■ **INPUT**:

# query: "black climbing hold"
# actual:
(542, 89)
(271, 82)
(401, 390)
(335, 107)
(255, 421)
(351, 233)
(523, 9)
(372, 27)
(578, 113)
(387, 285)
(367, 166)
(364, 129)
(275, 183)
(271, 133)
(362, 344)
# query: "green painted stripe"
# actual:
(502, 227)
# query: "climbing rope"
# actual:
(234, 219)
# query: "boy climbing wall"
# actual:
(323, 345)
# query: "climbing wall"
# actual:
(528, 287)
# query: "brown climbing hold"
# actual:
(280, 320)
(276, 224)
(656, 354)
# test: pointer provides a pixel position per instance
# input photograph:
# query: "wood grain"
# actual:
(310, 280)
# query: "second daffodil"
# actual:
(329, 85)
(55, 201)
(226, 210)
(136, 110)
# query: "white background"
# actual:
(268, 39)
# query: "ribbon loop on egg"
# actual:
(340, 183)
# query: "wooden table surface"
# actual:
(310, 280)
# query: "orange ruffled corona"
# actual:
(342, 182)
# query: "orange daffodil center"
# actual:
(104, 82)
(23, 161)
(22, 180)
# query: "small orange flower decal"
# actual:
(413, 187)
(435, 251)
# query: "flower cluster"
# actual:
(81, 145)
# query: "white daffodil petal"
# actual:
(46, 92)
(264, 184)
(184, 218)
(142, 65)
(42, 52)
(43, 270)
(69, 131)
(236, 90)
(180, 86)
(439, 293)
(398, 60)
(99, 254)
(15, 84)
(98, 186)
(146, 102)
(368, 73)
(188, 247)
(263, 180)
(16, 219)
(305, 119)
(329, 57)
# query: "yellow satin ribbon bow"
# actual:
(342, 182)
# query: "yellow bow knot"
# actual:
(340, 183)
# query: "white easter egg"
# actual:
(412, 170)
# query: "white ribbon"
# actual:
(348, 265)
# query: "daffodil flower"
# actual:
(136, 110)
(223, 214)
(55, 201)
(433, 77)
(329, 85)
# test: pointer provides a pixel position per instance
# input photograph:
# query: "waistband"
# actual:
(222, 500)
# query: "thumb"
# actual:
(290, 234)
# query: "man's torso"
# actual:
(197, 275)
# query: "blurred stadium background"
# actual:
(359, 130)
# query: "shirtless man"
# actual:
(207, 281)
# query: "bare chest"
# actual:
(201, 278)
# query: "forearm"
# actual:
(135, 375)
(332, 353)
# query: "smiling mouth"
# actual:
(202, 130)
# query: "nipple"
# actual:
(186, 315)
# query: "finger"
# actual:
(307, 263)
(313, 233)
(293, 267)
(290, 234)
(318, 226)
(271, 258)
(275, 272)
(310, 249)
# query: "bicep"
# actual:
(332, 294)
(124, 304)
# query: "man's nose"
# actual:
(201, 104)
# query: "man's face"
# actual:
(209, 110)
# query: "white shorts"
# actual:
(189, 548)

■ **BRIEF**:
Extract each line from the records above that contains the string "background", matching its case exactly.

■ **RESPONSE TO THE EXERCISE**:
# query: "white background"
# query: "blurred stadium background"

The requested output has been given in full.